**Document excerpt**

-=-=-

Despite the turmoil, thousands of U.S. businesses continue their commitment to quality initiatives. As profits erode and competition increases, it becomes even more imperative for organizations to improve their efficiency while continually enhancing service and product quality to their customers.

One proven tool for helping smaller businesses accomplish these goals is the consortium model, in which a group of companies joins together to implement a new business management model. The companies can be linked by geographic proximity, industry, technology, customer base or any combination thereof. Consortiums can be sponsored by state governments, industry associations or the major corporations for these companies' supplier base.

-=-=-

**Aim 1**
According to the passage on the consortium model for smaller businesses, who can sponsor consortiums?
**Aim 2**
Continue the passage on the consortium model for smaller businesses, starting after its last sentence.

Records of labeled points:
-=-=-

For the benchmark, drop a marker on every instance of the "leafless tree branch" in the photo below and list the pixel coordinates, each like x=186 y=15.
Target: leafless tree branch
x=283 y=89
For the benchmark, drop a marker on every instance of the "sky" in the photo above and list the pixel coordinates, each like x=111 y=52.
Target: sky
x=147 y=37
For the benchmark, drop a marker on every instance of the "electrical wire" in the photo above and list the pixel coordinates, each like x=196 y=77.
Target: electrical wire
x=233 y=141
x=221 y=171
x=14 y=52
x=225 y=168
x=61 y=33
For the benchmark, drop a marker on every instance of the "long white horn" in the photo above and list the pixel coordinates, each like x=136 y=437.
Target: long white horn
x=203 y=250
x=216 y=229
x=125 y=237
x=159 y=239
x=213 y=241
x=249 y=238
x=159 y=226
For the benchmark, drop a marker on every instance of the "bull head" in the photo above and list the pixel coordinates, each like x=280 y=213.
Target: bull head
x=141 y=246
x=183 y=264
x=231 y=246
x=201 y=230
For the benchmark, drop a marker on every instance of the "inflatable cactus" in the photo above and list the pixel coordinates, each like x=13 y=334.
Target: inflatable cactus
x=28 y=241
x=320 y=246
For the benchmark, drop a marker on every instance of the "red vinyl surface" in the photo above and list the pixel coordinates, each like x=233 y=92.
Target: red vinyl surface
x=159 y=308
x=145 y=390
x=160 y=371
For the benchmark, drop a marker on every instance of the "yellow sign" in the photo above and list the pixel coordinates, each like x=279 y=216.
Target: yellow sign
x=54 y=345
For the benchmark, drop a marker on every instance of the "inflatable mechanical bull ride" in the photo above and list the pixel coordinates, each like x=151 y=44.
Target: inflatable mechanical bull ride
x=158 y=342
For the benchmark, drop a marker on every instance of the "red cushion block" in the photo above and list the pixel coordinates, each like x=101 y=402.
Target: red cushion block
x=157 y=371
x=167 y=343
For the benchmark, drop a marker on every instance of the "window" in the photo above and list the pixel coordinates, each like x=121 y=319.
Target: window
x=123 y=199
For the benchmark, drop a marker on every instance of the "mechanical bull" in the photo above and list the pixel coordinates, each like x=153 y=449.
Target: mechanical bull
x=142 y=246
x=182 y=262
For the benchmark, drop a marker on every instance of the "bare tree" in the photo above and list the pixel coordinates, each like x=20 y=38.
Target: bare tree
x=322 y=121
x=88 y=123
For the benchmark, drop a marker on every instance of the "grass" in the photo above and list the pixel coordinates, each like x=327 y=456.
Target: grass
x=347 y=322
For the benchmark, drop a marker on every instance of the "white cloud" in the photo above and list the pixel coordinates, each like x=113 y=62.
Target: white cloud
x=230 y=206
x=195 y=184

-=-=-

**Exercise result 1**
State governments, industry associations or the major corporations for these companies' supplier base.

**Exercise result 2**
New Jersey helped pioneer the consortium approach in 1993, when it became the first state to help small companies obtain ISO 9000 registration. Since then, hundreds of companies have gone through the process, which consists of several basic components:

A kickoff meeting presented to the top management of member companies to explain the process, establish ground rules and gain support

A baseline evaluation of each consortium member to provide insight into current strengths and weaknesses

Essential training modules (e.g., executive briefings, auditor training and documentation training) to which each member sends two or three people

Monthly meetings, at which members share progress, problems and lessons learned

Individual on-site consultations for each consortium member

A preassessment audit for each member to gauge its readiness for a registration audit

This process has been modified, adapted and used internationally to prepare companies for ISO 9000, FDA compliance, QS-9000 and other quality initiatives. Today, STAT-A-MATRIX is about to launch a consortium of small companies interested in implementing Six Sigma. Why not? Companies that have implemented ISO 9001:2000 are required to demonstrate continual improvement. What better way than to build Six Sigma into their ISO 9001 management systems?

Joining together for process improvement--whether for research, development, design, manufacturing or service--can create a competitive edge for small businesses. Two important reasons for joining are the shared knowledge of processes used by others and the reduced cost of implementing an effective management system. Whether applying process controls or implementing regulatory requirements, companies in a networking environment with a group of industry peers and the leadership of a trained facilitator can appreciate the common problems and solutions facing small businesses.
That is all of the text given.